Text shown
Here, China is expected to lead the V2X deployment. While the U.S. and Europe continue to debate over preferred V2X technologies and data protection and privacy issues, the Chinese government has moved ahead to incorporate LTE-V2X/5G-V2X as part of its Intelligent and Connected Vehicles (ICV) strategy.⁵ According to the “Strategy on Developing Smart Vehicles” blueprint published in February 2020, China will roll out LTE-V2X regionally and 5G-V2X in some cities and expressways by 2025. Many V2X pilot zones have already been established.

Elsewhere, progress has been slower, but in the right direction. Importantly, global policymakers are recognizing the social and environmental benefits of autonomous vehicles. The 3^rd Global Ministerial Conference on Road Safety held in Sweden, February 2020, culminated in 140 countries signing the “Stockholm Declaration,” which targets a global reduction in road traffic deaths and injuries by 50% in 2030, and calls for all vehicles sold by 2030 to include safety performance technology.

“The number of deaths on the world’s roads remains unacceptably high with 1.35 million people dying each year.” Source: WHO, 2018

Autonomous vehicles can help improve safety on the road
Exhibit 2: Number of motor vehicle deaths and fatal crashes in the U.S.
Number of deaths and fatal crashes

Source: Insurance Institute for Highway Safety, J.P. Morgan Asset Management. Data reflect most recently available as of 31/1/21.

The car that drives itself

Source: Shutterstock, J.P. Morgan Asset Management.

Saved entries
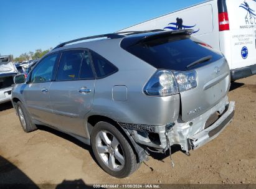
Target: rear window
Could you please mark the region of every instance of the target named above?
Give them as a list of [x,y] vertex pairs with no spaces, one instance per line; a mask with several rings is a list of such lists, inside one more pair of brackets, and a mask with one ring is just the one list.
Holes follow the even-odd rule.
[[[204,66],[222,56],[213,49],[187,35],[173,35],[144,40],[126,45],[125,38],[121,47],[156,68],[185,71]],[[202,58],[212,56],[208,61],[187,68],[187,66]]]

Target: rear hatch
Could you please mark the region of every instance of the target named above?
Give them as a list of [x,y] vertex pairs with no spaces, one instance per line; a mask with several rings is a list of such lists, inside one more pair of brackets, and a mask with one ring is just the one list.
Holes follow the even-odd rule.
[[[196,71],[197,87],[180,92],[183,121],[198,117],[227,94],[230,70],[219,52],[186,34],[169,33],[144,36],[138,40],[139,37],[125,37],[121,42],[121,47],[157,69]],[[211,58],[187,67],[205,57]]]
[[220,42],[225,43],[227,48],[231,47],[230,69],[254,65],[256,63],[256,2],[227,0],[226,4],[230,37],[224,37]]

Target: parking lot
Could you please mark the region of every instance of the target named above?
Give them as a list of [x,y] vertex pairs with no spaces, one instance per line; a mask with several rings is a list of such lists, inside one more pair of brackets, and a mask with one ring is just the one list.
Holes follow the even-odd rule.
[[234,121],[215,140],[191,152],[155,156],[124,179],[105,173],[90,147],[45,127],[25,133],[10,103],[0,105],[0,184],[256,183],[256,75],[232,83]]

Goals
1) According to the autonomous vehicles text, how many countries signed the Stockholm Declaration?
2) Can you rescale the part of the records that opens with the line containing "Target: rear hatch" and runs through the end of the records, repeating every line including the requests, with each vertex coordinate in the answers multiplied by 0.4 and rounded to a whole number, halves rounded up? Return only that part.
The text and the records have nothing to do with each other.

Answer set
1) 140 countries signed it.

2)
Target: rear hatch
Could you please mark the region of every instance of the target named above?
Give them as a list of [x,y] vertex pairs with no spaces, one instance per line; a mask with several rings is a list of such lists, inside one more pair of brackets, and a mask with one ring is just the one list.
Holes follow the even-odd rule.
[[[78,28],[79,35],[72,37],[73,48],[79,47],[91,38],[92,28],[88,21],[74,14],[68,13],[58,14],[55,16],[56,15],[50,15],[48,17],[48,19],[63,28]],[[84,23],[75,27],[82,23]]]
[[88,17],[90,17],[91,19],[92,19],[92,28],[102,26],[102,25],[102,1],[91,0],[90,2],[92,15],[90,15]]

Target: parking lot
Could you please mark the region of every instance of the target named above?
Give them as a list of [x,y] vertex pairs with no spaces, one instance per line; a mask with several rings is a list of such lists, inside one more pair of brackets, and a mask with one ring is just the one list.
Holes follow the even-odd rule.
[[94,48],[86,56],[76,61],[62,62],[50,72],[42,69],[36,59],[18,51],[10,53],[4,41],[0,42],[0,74],[102,73],[102,30],[93,33]]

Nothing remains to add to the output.